*WORK TO DO*
Arrange the lines of all the rows below as one numbered list, leaving out the blank lines.

* start MATERIAL PROVIDED *

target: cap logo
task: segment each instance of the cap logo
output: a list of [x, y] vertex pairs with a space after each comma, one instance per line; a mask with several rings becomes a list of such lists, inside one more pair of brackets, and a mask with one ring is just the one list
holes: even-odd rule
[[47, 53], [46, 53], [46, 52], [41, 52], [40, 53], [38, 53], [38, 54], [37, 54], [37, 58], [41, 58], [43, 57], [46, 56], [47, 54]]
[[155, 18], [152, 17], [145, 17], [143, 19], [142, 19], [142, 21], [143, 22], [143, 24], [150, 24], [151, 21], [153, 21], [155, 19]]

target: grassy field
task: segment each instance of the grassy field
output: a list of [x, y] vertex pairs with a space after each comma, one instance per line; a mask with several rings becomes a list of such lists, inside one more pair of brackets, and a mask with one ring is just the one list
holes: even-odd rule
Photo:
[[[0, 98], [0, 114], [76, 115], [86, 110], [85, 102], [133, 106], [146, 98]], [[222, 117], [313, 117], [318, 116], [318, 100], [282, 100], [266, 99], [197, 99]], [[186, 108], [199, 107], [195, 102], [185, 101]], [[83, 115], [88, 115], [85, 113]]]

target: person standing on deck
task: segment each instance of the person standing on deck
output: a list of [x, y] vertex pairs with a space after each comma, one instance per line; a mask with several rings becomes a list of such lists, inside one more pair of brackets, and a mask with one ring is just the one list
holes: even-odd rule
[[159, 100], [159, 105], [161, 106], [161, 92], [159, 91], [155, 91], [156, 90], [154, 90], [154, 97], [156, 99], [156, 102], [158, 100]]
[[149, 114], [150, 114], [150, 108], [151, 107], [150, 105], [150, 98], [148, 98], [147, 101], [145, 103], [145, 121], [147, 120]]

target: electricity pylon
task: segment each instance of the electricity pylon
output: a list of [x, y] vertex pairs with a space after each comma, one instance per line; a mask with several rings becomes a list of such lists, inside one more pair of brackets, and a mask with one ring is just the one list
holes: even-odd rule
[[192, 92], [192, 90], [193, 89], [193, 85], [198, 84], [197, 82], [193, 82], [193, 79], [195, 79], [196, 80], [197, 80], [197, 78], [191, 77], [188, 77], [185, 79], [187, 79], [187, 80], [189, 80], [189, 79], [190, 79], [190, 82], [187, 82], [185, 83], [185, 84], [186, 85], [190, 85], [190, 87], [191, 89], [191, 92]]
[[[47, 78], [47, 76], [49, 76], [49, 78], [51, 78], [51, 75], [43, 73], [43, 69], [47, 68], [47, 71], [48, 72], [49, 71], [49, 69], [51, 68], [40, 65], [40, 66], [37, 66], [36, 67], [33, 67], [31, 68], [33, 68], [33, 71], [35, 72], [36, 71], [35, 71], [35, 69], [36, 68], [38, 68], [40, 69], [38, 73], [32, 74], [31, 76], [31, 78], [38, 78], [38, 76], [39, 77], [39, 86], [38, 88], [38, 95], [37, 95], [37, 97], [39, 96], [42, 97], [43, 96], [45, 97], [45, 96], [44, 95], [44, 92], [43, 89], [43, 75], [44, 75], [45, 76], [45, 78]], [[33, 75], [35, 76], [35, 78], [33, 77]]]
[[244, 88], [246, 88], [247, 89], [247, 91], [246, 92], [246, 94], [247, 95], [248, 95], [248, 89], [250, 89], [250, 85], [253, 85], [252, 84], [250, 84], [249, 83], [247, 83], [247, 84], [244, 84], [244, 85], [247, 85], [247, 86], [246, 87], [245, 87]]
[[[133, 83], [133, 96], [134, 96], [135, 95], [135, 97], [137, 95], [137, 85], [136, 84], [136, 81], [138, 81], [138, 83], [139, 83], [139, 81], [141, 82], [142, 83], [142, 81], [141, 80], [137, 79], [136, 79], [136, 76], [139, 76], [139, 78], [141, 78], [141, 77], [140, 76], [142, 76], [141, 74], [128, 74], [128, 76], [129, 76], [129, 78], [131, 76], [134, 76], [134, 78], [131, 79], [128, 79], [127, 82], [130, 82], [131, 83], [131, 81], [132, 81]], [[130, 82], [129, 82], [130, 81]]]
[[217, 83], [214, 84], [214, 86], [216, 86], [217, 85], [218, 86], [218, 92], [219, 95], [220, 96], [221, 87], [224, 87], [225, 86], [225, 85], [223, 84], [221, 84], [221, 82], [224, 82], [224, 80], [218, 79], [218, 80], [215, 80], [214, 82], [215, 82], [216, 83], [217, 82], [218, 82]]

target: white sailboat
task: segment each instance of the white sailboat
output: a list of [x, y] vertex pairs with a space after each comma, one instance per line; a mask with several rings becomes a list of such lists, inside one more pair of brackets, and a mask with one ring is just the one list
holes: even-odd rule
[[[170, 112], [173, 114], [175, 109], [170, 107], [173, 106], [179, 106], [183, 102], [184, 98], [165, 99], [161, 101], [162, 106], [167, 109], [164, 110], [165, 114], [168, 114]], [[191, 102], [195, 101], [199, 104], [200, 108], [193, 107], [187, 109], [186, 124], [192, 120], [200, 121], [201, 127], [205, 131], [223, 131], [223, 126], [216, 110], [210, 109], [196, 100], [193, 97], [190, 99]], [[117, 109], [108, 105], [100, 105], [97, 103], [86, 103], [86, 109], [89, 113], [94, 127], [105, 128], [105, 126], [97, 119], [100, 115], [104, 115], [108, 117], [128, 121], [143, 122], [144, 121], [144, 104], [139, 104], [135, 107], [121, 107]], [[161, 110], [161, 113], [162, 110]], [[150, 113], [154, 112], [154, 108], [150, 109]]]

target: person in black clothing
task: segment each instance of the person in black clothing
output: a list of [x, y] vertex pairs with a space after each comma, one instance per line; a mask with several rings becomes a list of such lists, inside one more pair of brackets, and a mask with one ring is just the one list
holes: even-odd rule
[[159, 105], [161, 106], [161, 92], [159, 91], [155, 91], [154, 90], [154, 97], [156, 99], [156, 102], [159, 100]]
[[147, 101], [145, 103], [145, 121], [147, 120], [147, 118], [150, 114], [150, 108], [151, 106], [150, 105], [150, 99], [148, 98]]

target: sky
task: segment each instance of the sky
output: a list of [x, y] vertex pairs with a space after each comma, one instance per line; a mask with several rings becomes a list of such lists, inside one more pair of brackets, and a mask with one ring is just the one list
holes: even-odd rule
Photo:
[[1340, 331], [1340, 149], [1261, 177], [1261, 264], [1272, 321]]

* end MATERIAL PROVIDED *

*CORRECT ANSWER*
1. target: cap logo
2. task: segment each instance of the cap logo
3. output: a list of [x, y] vertex pairs with a space after each comma, one instance per line; a mask with several rings becomes a list of such lists, inside one more pair of brackets, and a mask with one ring is just the one list
4. holes: even-odd rule
5. [[47, 53], [46, 53], [46, 52], [41, 52], [40, 53], [38, 53], [38, 54], [37, 54], [37, 58], [41, 58], [43, 57], [46, 56], [47, 54]]
6. [[155, 18], [152, 17], [145, 17], [143, 19], [142, 19], [142, 21], [143, 22], [143, 24], [150, 24], [151, 21], [153, 21], [155, 19]]
7. target: grassy field
8. task: segment each instance of the grassy field
9. output: a list of [x, y] vertex pairs with a space after each comma, one instance per line; a mask with several rings becomes a list of such lists, inside one more pair of brackets, and a mask with one ring is just the one list
10. holes: even-odd rule
11. Photo:
12. [[[0, 98], [0, 114], [76, 115], [86, 110], [85, 102], [133, 106], [146, 98]], [[222, 117], [313, 117], [318, 116], [318, 100], [282, 100], [266, 99], [197, 99]], [[186, 108], [199, 107], [195, 102], [185, 101]], [[83, 115], [88, 115], [85, 113]]]
13. target: person standing on deck
14. task: segment each instance of the person standing on deck
15. output: a list of [x, y] vertex pairs with a space after each comma, one instance per line; a mask with several rings becomes a list of such lists, inside one more pair of brackets, and a mask with one ring is just the one list
16. holes: even-odd rule
17. [[159, 100], [159, 105], [161, 106], [161, 92], [159, 91], [155, 91], [156, 90], [154, 90], [154, 97], [156, 99], [156, 102], [158, 100]]
18. [[149, 114], [150, 114], [150, 108], [151, 107], [150, 105], [150, 98], [148, 98], [147, 101], [145, 103], [145, 121], [147, 120]]
19. target: electricity pylon
20. task: segment each instance of the electricity pylon
21. output: a list of [x, y] vertex pairs with a space after each comma, one instance per line; a mask with several rings becomes a list of such lists, inside one more pair of brackets, and a mask with one ring is just the one list
22. holes: even-odd rule
23. [[192, 92], [192, 90], [193, 89], [193, 85], [198, 84], [197, 82], [193, 82], [193, 79], [195, 79], [196, 80], [197, 80], [197, 78], [191, 77], [188, 77], [185, 79], [187, 79], [187, 80], [189, 80], [189, 79], [190, 79], [190, 82], [187, 82], [185, 83], [185, 84], [186, 85], [190, 85], [190, 87], [191, 89], [191, 92]]
24. [[[47, 78], [47, 76], [49, 76], [49, 78], [51, 78], [51, 75], [43, 73], [43, 69], [47, 68], [47, 71], [48, 72], [49, 71], [49, 69], [51, 68], [40, 65], [40, 66], [37, 66], [36, 67], [33, 67], [31, 68], [33, 68], [33, 71], [35, 72], [36, 71], [35, 71], [35, 69], [36, 68], [38, 68], [40, 69], [38, 73], [32, 74], [31, 76], [31, 78], [38, 78], [38, 76], [39, 77], [39, 86], [38, 88], [38, 95], [37, 95], [37, 97], [39, 96], [42, 97], [43, 96], [45, 97], [45, 96], [44, 95], [44, 92], [43, 89], [43, 75], [44, 75], [45, 76], [45, 78]], [[33, 75], [35, 76], [35, 78], [33, 77]]]
25. [[244, 88], [246, 88], [247, 89], [247, 91], [246, 92], [246, 94], [247, 95], [248, 95], [248, 89], [250, 89], [250, 85], [253, 85], [252, 84], [250, 84], [249, 83], [247, 83], [247, 84], [244, 84], [244, 85], [247, 85], [247, 86], [246, 87], [245, 87]]
26. [[[133, 83], [133, 96], [134, 96], [135, 95], [135, 97], [137, 95], [137, 85], [136, 84], [136, 81], [138, 81], [138, 83], [139, 83], [139, 81], [141, 82], [142, 83], [142, 81], [141, 80], [137, 79], [136, 79], [136, 76], [139, 76], [139, 78], [141, 78], [141, 77], [140, 76], [142, 76], [141, 74], [128, 74], [128, 76], [129, 76], [129, 78], [131, 76], [134, 76], [134, 78], [131, 79], [128, 79], [127, 82], [130, 82], [131, 83], [131, 81], [132, 81]], [[130, 82], [129, 82], [130, 81]]]
27. [[217, 83], [214, 84], [214, 86], [216, 86], [217, 85], [218, 86], [218, 92], [219, 95], [220, 96], [221, 87], [224, 87], [225, 86], [225, 85], [223, 84], [221, 84], [221, 82], [224, 82], [224, 80], [218, 79], [218, 80], [215, 80], [214, 82], [215, 82], [216, 83], [217, 82], [218, 82]]
28. target: white sailboat
29. task: segment each instance of the white sailboat
30. output: a list of [x, y] vertex pairs with a space after each comma, one instance per line; a mask with several rings becomes a list of such lists, inside one more pair of brackets, and a mask with one ring is just the one list
31. holes: even-odd rule
32. [[[170, 112], [173, 114], [175, 109], [170, 107], [173, 106], [179, 106], [183, 102], [184, 98], [165, 99], [161, 101], [162, 106], [167, 109], [164, 110], [165, 114], [168, 114]], [[191, 102], [195, 101], [199, 104], [200, 108], [193, 107], [187, 109], [186, 124], [192, 120], [200, 121], [201, 127], [205, 131], [223, 131], [223, 126], [216, 110], [210, 109], [196, 100], [193, 97], [190, 99]], [[117, 109], [108, 105], [100, 105], [97, 103], [86, 103], [86, 109], [89, 113], [94, 127], [105, 128], [105, 126], [97, 119], [100, 115], [104, 115], [108, 117], [128, 121], [143, 122], [144, 121], [144, 104], [139, 104], [135, 107], [121, 107]], [[161, 110], [161, 113], [162, 110]], [[150, 113], [154, 112], [154, 108], [150, 109]]]
33. target: person in black clothing
34. task: segment each instance of the person in black clothing
35. output: a list of [x, y] vertex pairs with a space after each comma, one instance per line; a mask with several rings becomes a list of such lists, inside one more pair of brackets, and a mask with one ring is just the one list
36. holes: even-odd rule
37. [[159, 105], [161, 106], [161, 92], [159, 91], [155, 91], [154, 90], [154, 97], [156, 99], [156, 102], [159, 100]]
38. [[147, 101], [145, 103], [145, 121], [147, 120], [147, 118], [150, 114], [150, 108], [151, 106], [150, 105], [150, 99], [148, 98]]
39. target: sky
40. task: segment each instance of the sky
41. output: a list of [x, y] vertex pairs with a space after each comma, one instance per line; a mask with several rings becomes a list of such lists, inside one more pair of brackets, and a mask with one ring is just the one list
42. holes: even-odd rule
43. Photo:
44. [[1340, 331], [1340, 149], [1261, 177], [1261, 264], [1272, 321]]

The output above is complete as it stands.